**Given exercise 1:**
Answer these questions about the Stallings-style argument:
(a) What group is $G$ defined to be?
(b) What name is given to the single vertex of the one-skeleton of $S$?
(c) In the base case, what kind of map does $f$ turn out to be?

**Reading passage:**
Here is a Stallings-style argument. Suppose that $S$ is a closed connected surface. Let $G = \pi_1(S)$. Suppose $T$ is a graph and $v \in T$ a vertex. Let $F = \pi_1(T,v)$ and suppose that $\phi \colon G \to F$ is any homomorphism.

Theorem: If $\phi$ is injective then $S$ is the two-sphere.

Here's the proof. Let $e$ be any edge of $T$ and let $p \in e$ be the midpoint. The given generating set $\{a_i,b_i\}$ for $G$ gives a one-skeleton for $S$, with one vertex; call the vertex $u$. Let $Q$ be the single two-cell remaining in $S$.

We may now define a map $f$ from the one-skeleton of $S$ to $T$ by mapping $u$ to $v$ and by mapping the edges of $Q$ to paths in $T$ as instructed by $\phi$. Note that the relation in $G$ is killed by $\phi$ -- so, thinking of the image as a word $w$, we find $w$ is a completely reducible word. The reduction of $w$ tells us how to extend $f$ to the two-cell $Q$. (Draw $Q$. Subdivide and label the edges of $Q$ by their images. The first reduction of $w$ gives a triangle cutting off a pair of these new, smaller edges. Etc.)

It follows that $f$ induces the homomorphism $\phi$. (It does the correct thing to the generators and to the relator.) Now consider $C = f^{-1}(p)$. By construction, $C$ is a collection of circles in $S$. If any component of $C$ is non-trivial in $G$, then $\phi$ is not injective, a contradiction. From the Jordon curve theorem deduce that all components of $C$ bound disks. Thus we may homotope $f$ so that $p$ is not in the image. Thus we may homotope $f$ so that the interior of $e$ is not in the image. Thus we may reduce the number of edges in $T$. We now induct downwards. In the base case, where $T = v$, we find that $f$ is the constant map, so $G$ is the trivial group, so $S$ is the two-sphere.

**Given exercise 2:** Report how many lines of the rows below contain the string "grass", treating uppercase and lowercase as distinct. Give the number alone.

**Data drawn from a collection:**
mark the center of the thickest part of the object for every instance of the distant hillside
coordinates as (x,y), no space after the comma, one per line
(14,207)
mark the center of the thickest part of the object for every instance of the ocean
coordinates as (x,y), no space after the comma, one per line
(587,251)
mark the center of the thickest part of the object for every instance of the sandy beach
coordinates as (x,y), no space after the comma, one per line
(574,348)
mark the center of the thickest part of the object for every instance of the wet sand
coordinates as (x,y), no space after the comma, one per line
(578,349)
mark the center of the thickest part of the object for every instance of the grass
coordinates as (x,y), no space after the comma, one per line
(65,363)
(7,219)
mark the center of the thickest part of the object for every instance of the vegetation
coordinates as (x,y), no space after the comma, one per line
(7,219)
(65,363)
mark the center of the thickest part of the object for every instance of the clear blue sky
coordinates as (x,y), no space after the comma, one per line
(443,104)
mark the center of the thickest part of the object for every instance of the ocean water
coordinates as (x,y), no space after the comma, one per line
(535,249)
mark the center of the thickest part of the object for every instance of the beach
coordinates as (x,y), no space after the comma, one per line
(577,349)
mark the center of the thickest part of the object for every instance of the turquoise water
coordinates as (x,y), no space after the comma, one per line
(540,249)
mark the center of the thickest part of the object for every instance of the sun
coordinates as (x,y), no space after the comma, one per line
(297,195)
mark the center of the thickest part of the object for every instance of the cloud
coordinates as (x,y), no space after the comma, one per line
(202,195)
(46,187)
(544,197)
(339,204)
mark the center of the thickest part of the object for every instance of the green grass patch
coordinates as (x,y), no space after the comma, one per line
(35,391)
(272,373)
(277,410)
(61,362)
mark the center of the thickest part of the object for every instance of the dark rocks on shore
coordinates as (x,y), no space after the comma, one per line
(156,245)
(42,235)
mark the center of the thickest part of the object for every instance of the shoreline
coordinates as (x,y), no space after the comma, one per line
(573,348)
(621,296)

**Written solution 1:**
(a) $G = \pi_1(S)$
(b) $u$
(c) The constant map

**Written solution 2:** 2